▶ ESTRATTO DEL DOCUMENTO
○ ○ ○ ○ ○

Il Dalai Lama, intervistato dal quotidiano tedesco Welt am Sonntag, ha dichiarato che lui potrebbe essere l’ultimo Dalai Lama, ponendo fine ad una secolare tradizione religiosa. “Abbiamo avuto un Dalai Lama per quasi cinque secoli. Il buddismo tibetano non dipende da un solo individuo, abbiamo una buona struttura organizzativa con monaci e studiosi altamente qualificati. L’istituzione del Dalai Lama, nata nel 1642, ha fatto il suo tempo“.
Tenzin Gyatso, nome di battesimo del Dalai Lama, manca dalla sua terra dal 1959, quando fuggì in India attraverso l’Himalaya dopo una fallita rivolta contro il dominio cinese. Da allora è stato capo del governo tibetano in esilio. Questo fino al 2011, quando rinuncia spontaneamente alle sue cariche istituzionali in favore di un successore eletto dal Parlamento esule. Nel 1989 a ricevuto il Premio Nobel per la pace per la resistenza non violenta nei confronti della Cina.
Sulla questione se egli potrà mai essere in grado di tornare in Tibet, ha affermato: “Sì, sono sicuro di questo. La Cina non può più isolarsi, deve seguire la tendenza globale verso una società democratica”. Ha poi aggiunto che “secondo i medici che mi hanno visitato arriverò a 100 anni. Stando ai miei sogni a 113. Ma a 100, credo, ci arriverò sicuramente”.

○ ○ ○ ○ ○

▶ ESERCIZI
#1 Indica se ciascuna affermazione concorda con l'articolo sul Dalai Lama. Rispondi sì o no e cita le parole dell'articolo che lo stabiliscono: (a) l'istituzione del Dalai Lama è nata nel 1642; (b) Tenzin Gyatso fuggì in India nel 1989; (c) secondo i medici, il Dalai Lama arriverà a 113 anni.
#2 Prosegui l'articolo sul Dalai Lama con un breve paragrafo che parta dopo la sua ultima frase.

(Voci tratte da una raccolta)
○ ○ ○ ○ ○

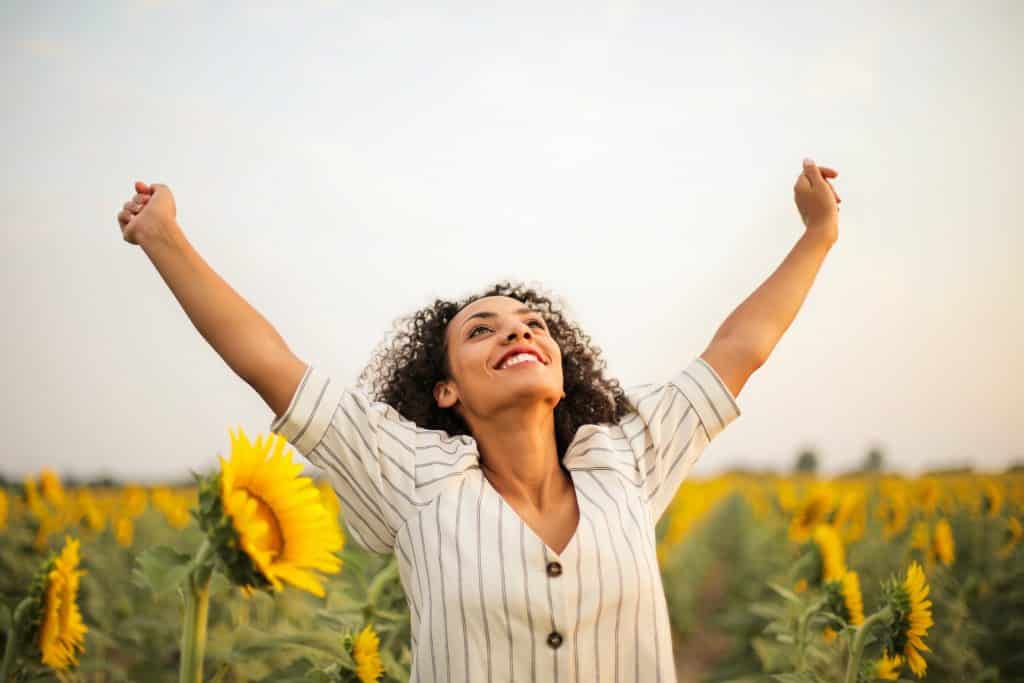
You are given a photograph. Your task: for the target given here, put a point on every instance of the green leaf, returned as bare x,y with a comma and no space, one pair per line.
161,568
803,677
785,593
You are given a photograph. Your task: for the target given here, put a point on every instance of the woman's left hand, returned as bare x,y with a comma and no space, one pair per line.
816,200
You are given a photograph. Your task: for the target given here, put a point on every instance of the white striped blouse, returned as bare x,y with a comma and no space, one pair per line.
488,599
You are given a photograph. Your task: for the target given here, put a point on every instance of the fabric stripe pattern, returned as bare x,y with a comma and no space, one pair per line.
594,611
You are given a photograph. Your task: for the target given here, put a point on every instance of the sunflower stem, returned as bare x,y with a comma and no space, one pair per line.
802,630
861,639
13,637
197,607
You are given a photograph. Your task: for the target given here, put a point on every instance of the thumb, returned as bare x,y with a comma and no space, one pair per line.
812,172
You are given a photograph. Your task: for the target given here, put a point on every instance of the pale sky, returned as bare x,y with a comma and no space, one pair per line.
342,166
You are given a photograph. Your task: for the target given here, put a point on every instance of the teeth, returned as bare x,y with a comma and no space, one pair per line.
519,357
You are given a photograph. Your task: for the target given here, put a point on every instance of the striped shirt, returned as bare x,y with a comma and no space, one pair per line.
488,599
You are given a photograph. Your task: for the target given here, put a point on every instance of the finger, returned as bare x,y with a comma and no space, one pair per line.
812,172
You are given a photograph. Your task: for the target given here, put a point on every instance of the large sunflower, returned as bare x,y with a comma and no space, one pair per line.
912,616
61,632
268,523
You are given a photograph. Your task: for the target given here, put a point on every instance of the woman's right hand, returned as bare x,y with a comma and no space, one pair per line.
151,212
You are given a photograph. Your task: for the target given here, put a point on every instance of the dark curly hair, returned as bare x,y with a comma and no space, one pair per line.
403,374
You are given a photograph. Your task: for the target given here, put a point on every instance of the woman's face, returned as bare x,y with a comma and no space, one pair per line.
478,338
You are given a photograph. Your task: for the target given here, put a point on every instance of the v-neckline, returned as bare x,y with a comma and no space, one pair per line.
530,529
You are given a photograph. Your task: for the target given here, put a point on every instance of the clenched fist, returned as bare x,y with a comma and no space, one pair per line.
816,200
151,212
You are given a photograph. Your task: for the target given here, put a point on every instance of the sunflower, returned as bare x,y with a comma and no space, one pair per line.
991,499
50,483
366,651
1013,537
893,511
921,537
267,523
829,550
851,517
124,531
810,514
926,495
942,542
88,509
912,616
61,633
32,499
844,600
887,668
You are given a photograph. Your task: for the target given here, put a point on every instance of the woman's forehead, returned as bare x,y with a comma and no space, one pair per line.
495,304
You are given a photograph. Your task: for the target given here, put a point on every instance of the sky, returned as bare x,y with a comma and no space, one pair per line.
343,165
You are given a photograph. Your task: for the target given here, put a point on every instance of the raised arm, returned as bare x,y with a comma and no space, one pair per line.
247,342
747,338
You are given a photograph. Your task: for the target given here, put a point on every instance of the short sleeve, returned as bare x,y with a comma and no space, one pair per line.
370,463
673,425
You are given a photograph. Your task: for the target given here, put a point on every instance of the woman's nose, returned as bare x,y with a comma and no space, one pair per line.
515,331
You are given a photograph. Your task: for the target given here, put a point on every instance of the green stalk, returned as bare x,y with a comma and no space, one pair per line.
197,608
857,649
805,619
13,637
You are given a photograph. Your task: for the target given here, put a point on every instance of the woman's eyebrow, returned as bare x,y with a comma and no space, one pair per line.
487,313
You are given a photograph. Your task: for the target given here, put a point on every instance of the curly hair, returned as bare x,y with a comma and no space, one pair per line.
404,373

○ ○ ○ ○ ○

▶ RISPOSTE NUMERATE
#1
(a) Sì: «L’istituzione del Dalai Lama, nata nel 1642».
(b) No: «manca dalla sua terra dal 1959, quando fuggì in India attraverso l’Himalaya».
(c) No: «secondo i medici che mi hanno visitato arriverò a 100 anni. Stando ai miei sogni a 113».

#2
Nonostante il grande valore umano del Dalai Lama, uno tra i pochi ad aver rinunciato al potere e alla violenza, continuano le sue difficoltà nel sostenere la causa tibetana in giro per il mondo. E’ di questi giorni, infatti, la notizia secondo cui il Sud Africa gli avrebbe negato il visto in occasione del summit dei premi Nobel di Città del Capo. La motivazione è sempre la stessa: non incrinare i rapporti con la Cina, paese che considera il Dalai Lama un leader separatista.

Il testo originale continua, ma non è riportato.